## TASK PROMPT
Collect every line of the data below that contains the string "white", matching case exactly.

## STORED ROWS
- - -

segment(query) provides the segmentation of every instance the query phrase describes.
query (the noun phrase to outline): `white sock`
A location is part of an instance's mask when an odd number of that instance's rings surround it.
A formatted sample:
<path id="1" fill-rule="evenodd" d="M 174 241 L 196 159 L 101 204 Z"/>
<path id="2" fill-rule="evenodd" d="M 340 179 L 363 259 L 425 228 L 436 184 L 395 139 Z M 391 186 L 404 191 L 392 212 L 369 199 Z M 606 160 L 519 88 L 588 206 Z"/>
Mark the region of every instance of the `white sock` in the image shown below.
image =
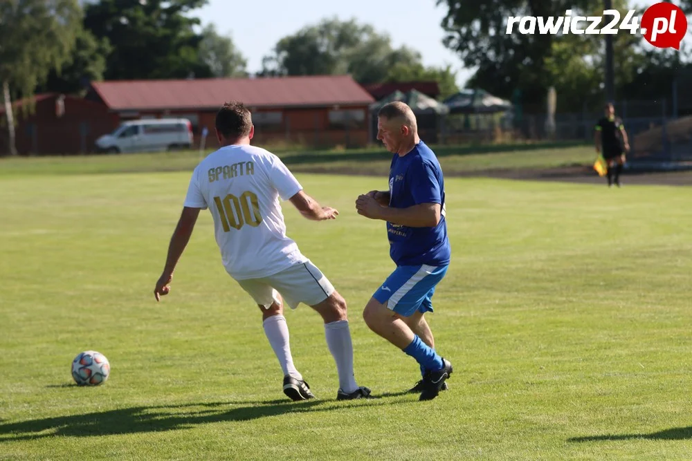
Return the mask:
<path id="1" fill-rule="evenodd" d="M 279 359 L 284 376 L 290 375 L 296 379 L 302 380 L 302 375 L 293 366 L 293 358 L 291 356 L 291 346 L 289 345 L 289 326 L 283 315 L 273 315 L 264 322 L 264 334 L 269 340 L 271 348 Z"/>
<path id="2" fill-rule="evenodd" d="M 353 343 L 347 320 L 340 320 L 325 324 L 327 346 L 336 362 L 339 374 L 339 387 L 347 394 L 358 389 L 353 373 Z"/>

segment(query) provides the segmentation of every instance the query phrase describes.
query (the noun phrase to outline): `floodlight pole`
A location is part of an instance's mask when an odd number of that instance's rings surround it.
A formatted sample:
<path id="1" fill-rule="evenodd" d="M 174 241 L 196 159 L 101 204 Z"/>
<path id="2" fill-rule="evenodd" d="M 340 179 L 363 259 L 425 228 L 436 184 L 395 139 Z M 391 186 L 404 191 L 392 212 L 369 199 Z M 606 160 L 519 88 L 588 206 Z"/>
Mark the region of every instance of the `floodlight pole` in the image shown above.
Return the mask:
<path id="1" fill-rule="evenodd" d="M 612 0 L 603 0 L 606 10 L 612 9 Z M 612 56 L 612 34 L 606 34 L 606 99 L 608 102 L 615 100 L 615 71 Z"/>

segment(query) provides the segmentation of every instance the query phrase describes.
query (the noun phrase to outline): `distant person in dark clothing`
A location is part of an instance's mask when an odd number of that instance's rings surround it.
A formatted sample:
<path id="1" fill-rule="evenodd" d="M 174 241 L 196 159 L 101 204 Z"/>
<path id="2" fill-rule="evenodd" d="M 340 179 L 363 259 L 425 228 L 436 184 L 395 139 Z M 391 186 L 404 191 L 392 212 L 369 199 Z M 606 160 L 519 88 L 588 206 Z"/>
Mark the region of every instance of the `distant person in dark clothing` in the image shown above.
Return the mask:
<path id="1" fill-rule="evenodd" d="M 603 159 L 608 163 L 608 187 L 612 186 L 613 180 L 619 187 L 620 173 L 622 172 L 622 165 L 625 163 L 625 153 L 630 150 L 630 144 L 622 120 L 619 117 L 615 117 L 615 108 L 608 103 L 606 104 L 605 109 L 606 116 L 596 124 L 594 141 L 596 143 L 596 151 L 602 151 Z"/>

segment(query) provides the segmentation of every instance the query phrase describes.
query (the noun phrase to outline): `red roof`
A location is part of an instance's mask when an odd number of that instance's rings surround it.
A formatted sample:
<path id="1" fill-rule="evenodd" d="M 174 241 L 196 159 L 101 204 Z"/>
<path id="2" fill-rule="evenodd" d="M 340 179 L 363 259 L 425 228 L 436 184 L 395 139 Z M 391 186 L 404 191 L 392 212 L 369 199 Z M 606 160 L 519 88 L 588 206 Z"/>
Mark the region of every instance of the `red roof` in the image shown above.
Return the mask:
<path id="1" fill-rule="evenodd" d="M 118 80 L 92 87 L 116 111 L 214 109 L 232 100 L 248 107 L 367 105 L 374 102 L 349 75 Z"/>
<path id="2" fill-rule="evenodd" d="M 374 83 L 365 85 L 365 90 L 376 100 L 379 100 L 385 96 L 399 90 L 401 93 L 408 93 L 411 90 L 417 90 L 430 97 L 437 97 L 439 95 L 439 85 L 437 82 L 390 82 L 388 83 Z"/>

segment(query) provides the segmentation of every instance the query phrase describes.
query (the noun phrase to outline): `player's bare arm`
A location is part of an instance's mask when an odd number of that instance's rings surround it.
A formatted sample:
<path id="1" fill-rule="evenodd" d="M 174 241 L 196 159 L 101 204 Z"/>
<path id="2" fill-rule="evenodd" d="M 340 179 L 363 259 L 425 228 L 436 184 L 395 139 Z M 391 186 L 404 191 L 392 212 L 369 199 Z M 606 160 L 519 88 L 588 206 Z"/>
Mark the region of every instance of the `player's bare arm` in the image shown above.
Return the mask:
<path id="1" fill-rule="evenodd" d="M 334 208 L 322 207 L 317 200 L 302 191 L 300 191 L 289 200 L 300 214 L 313 221 L 336 219 L 336 216 L 339 214 L 339 212 Z"/>
<path id="2" fill-rule="evenodd" d="M 408 227 L 434 227 L 441 219 L 439 203 L 421 203 L 408 208 L 383 207 L 372 197 L 360 196 L 356 200 L 358 214 Z"/>
<path id="3" fill-rule="evenodd" d="M 154 297 L 156 301 L 161 299 L 161 297 L 168 294 L 170 291 L 169 284 L 173 279 L 173 272 L 175 270 L 178 260 L 180 259 L 185 247 L 188 246 L 190 237 L 192 235 L 192 229 L 194 229 L 194 224 L 197 222 L 197 217 L 199 216 L 199 208 L 190 208 L 184 207 L 181 213 L 180 219 L 178 220 L 178 225 L 173 232 L 170 243 L 168 245 L 168 256 L 166 257 L 166 264 L 163 267 L 161 276 L 156 282 L 156 286 L 154 289 Z"/>
<path id="4" fill-rule="evenodd" d="M 370 191 L 366 194 L 368 197 L 372 197 L 383 207 L 389 206 L 390 194 L 389 191 Z"/>
<path id="5" fill-rule="evenodd" d="M 628 152 L 630 151 L 630 142 L 627 138 L 627 131 L 625 131 L 624 127 L 620 127 L 620 133 L 622 133 L 622 142 L 625 144 L 625 151 Z"/>

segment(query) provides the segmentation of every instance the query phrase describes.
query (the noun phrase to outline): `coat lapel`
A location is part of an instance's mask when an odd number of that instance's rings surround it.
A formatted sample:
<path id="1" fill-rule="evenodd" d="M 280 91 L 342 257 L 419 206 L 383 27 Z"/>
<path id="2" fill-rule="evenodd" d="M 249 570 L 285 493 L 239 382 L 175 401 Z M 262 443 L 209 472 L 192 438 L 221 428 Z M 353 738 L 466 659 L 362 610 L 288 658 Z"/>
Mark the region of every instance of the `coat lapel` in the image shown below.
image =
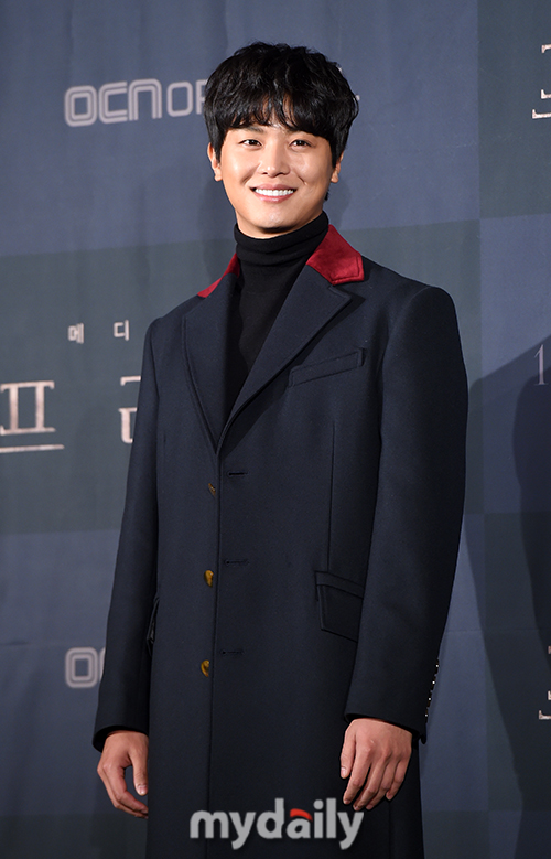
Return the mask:
<path id="1" fill-rule="evenodd" d="M 239 271 L 234 256 L 220 280 L 199 292 L 183 320 L 183 346 L 192 387 L 215 451 L 245 406 L 352 300 L 337 283 L 364 279 L 361 256 L 329 226 L 299 275 L 231 408 L 226 412 L 226 356 L 231 298 Z M 210 294 L 212 293 L 212 294 Z"/>
<path id="2" fill-rule="evenodd" d="M 239 411 L 318 334 L 352 297 L 305 266 L 294 282 L 234 404 L 218 448 Z"/>
<path id="3" fill-rule="evenodd" d="M 236 276 L 228 267 L 216 289 L 183 319 L 183 347 L 192 387 L 214 450 L 227 418 L 226 355 Z M 199 293 L 201 294 L 201 293 Z M 203 293 L 204 294 L 204 293 Z"/>

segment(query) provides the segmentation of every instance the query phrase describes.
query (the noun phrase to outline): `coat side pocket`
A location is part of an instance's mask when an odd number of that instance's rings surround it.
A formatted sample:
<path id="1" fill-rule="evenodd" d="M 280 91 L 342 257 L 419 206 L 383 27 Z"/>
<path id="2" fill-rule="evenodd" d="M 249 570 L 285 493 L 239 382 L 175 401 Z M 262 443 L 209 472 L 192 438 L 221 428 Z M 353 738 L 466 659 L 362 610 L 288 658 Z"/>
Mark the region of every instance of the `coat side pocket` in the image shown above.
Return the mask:
<path id="1" fill-rule="evenodd" d="M 332 572 L 315 572 L 320 625 L 326 632 L 358 641 L 364 588 Z"/>
<path id="2" fill-rule="evenodd" d="M 155 599 L 153 600 L 153 610 L 151 612 L 151 618 L 149 621 L 148 635 L 145 637 L 145 643 L 148 645 L 148 651 L 150 656 L 153 653 L 153 644 L 155 642 L 155 625 L 156 625 L 158 610 L 159 610 L 159 597 L 155 597 Z"/>

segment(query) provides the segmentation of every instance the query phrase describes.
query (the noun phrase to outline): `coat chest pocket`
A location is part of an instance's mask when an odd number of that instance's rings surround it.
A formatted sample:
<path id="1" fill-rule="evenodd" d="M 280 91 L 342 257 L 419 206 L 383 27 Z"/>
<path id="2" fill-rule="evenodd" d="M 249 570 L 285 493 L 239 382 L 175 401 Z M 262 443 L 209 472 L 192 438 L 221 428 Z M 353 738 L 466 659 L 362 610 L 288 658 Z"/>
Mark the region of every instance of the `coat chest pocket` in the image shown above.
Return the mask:
<path id="1" fill-rule="evenodd" d="M 358 641 L 364 588 L 332 572 L 315 573 L 320 625 L 326 632 Z"/>
<path id="2" fill-rule="evenodd" d="M 324 376 L 334 376 L 336 373 L 345 373 L 348 369 L 356 369 L 364 363 L 364 350 L 357 348 L 346 355 L 339 355 L 338 358 L 320 361 L 317 364 L 306 364 L 294 367 L 289 374 L 289 387 L 301 385 L 303 382 L 323 378 Z"/>
<path id="3" fill-rule="evenodd" d="M 145 637 L 145 643 L 148 645 L 148 651 L 150 656 L 153 653 L 153 644 L 155 643 L 155 625 L 156 625 L 158 611 L 159 611 L 159 597 L 155 597 L 155 599 L 153 600 L 153 609 L 151 611 L 151 618 L 149 621 L 148 635 Z"/>

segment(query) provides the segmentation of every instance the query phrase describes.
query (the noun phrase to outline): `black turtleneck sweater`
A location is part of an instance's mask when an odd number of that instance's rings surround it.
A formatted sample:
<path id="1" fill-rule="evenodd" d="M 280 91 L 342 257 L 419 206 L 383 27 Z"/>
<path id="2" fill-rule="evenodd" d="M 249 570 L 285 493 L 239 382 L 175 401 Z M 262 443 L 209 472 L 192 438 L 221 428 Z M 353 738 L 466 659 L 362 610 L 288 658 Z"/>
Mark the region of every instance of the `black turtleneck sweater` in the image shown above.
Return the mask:
<path id="1" fill-rule="evenodd" d="M 229 324 L 228 414 L 291 287 L 328 226 L 322 212 L 304 227 L 273 238 L 251 238 L 235 227 L 240 273 Z"/>

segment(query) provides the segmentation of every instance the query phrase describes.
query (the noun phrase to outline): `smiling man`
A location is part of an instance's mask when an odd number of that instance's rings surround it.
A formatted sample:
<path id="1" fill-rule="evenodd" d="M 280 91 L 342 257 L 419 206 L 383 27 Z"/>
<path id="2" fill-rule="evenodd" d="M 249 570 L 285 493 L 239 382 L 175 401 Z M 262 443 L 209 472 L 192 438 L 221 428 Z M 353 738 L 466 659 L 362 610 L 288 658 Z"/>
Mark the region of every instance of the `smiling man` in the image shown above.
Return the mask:
<path id="1" fill-rule="evenodd" d="M 304 47 L 207 84 L 236 255 L 148 332 L 95 735 L 150 859 L 423 856 L 466 385 L 450 297 L 323 212 L 356 114 Z"/>

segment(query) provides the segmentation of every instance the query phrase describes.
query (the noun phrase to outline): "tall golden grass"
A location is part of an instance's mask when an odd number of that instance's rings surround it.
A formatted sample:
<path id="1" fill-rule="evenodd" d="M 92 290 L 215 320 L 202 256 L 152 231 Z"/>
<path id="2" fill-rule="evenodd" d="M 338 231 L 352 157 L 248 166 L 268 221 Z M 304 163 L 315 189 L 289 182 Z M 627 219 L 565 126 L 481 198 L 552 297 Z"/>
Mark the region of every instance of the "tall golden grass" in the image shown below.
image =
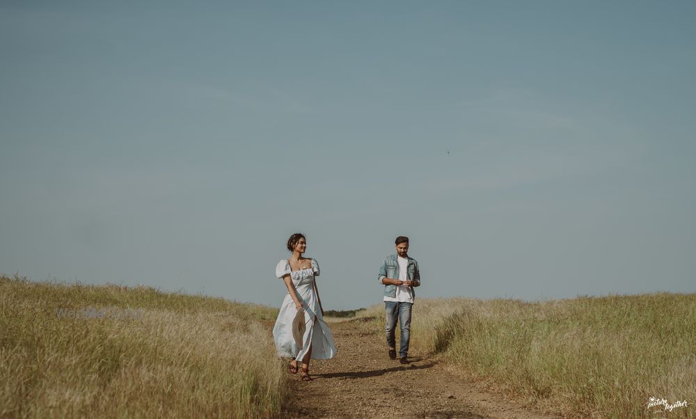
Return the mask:
<path id="1" fill-rule="evenodd" d="M 383 319 L 381 305 L 360 313 Z M 649 397 L 696 418 L 696 294 L 419 299 L 411 345 L 532 407 L 583 418 L 644 418 Z M 653 416 L 648 416 L 653 417 Z"/>
<path id="2" fill-rule="evenodd" d="M 112 315 L 56 312 L 90 307 Z M 276 416 L 287 395 L 270 333 L 277 313 L 0 276 L 0 417 Z"/>

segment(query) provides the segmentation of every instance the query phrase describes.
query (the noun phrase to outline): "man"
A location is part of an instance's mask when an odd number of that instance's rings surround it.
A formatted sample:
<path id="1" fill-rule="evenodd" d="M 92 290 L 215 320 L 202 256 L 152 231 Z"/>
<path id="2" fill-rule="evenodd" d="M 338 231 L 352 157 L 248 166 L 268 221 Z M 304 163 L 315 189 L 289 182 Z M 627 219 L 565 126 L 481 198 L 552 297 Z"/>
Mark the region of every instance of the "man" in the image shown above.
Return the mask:
<path id="1" fill-rule="evenodd" d="M 401 342 L 399 347 L 400 362 L 409 363 L 409 343 L 411 340 L 411 309 L 416 298 L 414 287 L 420 285 L 418 262 L 409 258 L 409 237 L 399 236 L 395 241 L 396 254 L 384 259 L 379 268 L 377 280 L 384 284 L 384 306 L 386 310 L 386 326 L 389 358 L 396 359 L 396 342 L 394 331 L 397 319 L 401 326 Z"/>

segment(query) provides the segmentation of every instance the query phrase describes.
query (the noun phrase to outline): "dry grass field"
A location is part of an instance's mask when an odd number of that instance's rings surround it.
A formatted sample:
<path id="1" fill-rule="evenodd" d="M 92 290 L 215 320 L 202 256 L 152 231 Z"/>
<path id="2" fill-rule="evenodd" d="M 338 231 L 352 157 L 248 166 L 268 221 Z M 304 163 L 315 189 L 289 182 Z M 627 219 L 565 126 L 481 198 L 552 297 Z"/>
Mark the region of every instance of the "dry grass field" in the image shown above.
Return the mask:
<path id="1" fill-rule="evenodd" d="M 292 386 L 271 336 L 276 315 L 145 287 L 0 276 L 0 418 L 277 417 Z M 382 338 L 381 304 L 357 317 L 354 332 Z M 415 351 L 530 409 L 696 418 L 696 294 L 419 299 L 411 336 Z M 327 377 L 339 361 L 321 367 Z M 689 405 L 660 413 L 651 397 Z"/>
<path id="2" fill-rule="evenodd" d="M 0 276 L 0 417 L 263 418 L 287 393 L 273 308 Z"/>
<path id="3" fill-rule="evenodd" d="M 383 324 L 381 305 L 358 313 Z M 420 299 L 411 343 L 529 406 L 576 417 L 696 418 L 696 294 Z"/>

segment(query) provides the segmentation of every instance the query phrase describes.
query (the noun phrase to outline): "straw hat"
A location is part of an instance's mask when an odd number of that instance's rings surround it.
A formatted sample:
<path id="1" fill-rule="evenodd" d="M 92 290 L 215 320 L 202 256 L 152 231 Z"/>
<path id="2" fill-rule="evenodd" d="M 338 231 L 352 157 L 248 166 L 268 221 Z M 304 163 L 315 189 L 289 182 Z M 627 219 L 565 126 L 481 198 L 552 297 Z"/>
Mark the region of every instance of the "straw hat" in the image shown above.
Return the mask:
<path id="1" fill-rule="evenodd" d="M 302 349 L 302 337 L 304 336 L 305 330 L 307 329 L 304 322 L 304 310 L 297 310 L 295 318 L 292 319 L 292 337 L 295 340 L 295 345 L 297 349 Z"/>

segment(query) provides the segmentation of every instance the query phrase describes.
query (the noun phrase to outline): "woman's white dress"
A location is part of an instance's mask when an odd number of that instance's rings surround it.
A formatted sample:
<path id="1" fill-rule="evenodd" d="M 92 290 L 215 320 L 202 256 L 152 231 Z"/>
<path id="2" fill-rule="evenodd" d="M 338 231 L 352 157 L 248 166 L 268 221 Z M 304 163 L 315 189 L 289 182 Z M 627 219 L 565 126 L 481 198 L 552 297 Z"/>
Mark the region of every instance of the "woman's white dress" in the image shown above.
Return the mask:
<path id="1" fill-rule="evenodd" d="M 314 277 L 319 276 L 319 264 L 313 259 L 311 268 L 292 271 L 290 262 L 283 259 L 276 267 L 276 276 L 283 278 L 288 274 L 297 291 L 300 303 L 305 307 L 306 328 L 302 337 L 302 347 L 298 347 L 292 337 L 292 319 L 297 314 L 297 310 L 292 297 L 287 292 L 280 305 L 276 325 L 273 327 L 273 338 L 276 341 L 278 354 L 280 356 L 292 356 L 297 361 L 301 361 L 311 345 L 313 359 L 333 358 L 336 354 L 333 336 L 329 329 L 329 325 L 324 321 L 317 292 L 314 290 Z"/>

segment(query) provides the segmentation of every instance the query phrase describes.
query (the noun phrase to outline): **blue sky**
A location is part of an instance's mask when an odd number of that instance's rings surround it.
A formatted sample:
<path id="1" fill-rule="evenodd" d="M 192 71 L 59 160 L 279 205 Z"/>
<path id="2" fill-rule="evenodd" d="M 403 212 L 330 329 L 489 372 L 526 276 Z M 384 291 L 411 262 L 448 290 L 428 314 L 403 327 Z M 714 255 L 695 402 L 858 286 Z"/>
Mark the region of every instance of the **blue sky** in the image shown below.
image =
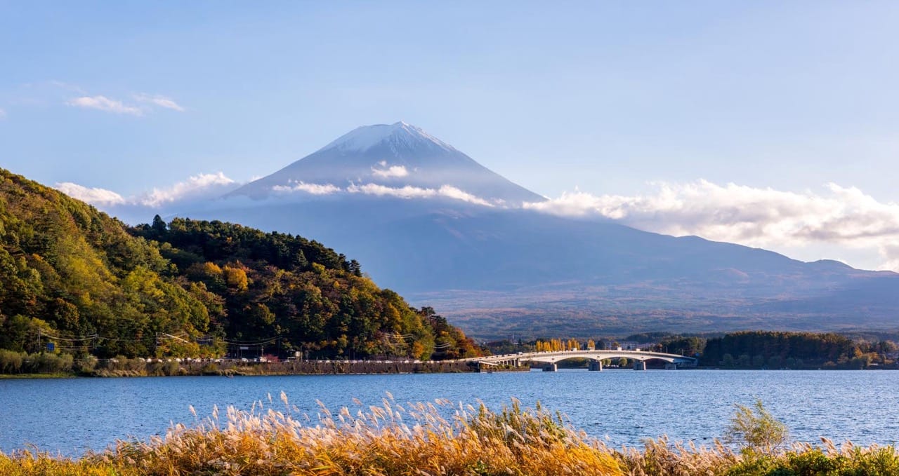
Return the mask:
<path id="1" fill-rule="evenodd" d="M 856 197 L 837 218 L 879 241 L 743 242 L 876 268 L 899 250 L 897 24 L 891 2 L 0 2 L 0 166 L 130 196 L 405 120 L 553 198 Z M 684 215 L 640 223 L 741 239 Z"/>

- - -

## SOLUTION
query (the noun phrase to outline): `white sock`
Mark the region of every instance of the `white sock` in the image shown below.
query (the noun phrase to outline): "woman's white dress"
Mark the region of every instance of the "woman's white dress" in the image shown above.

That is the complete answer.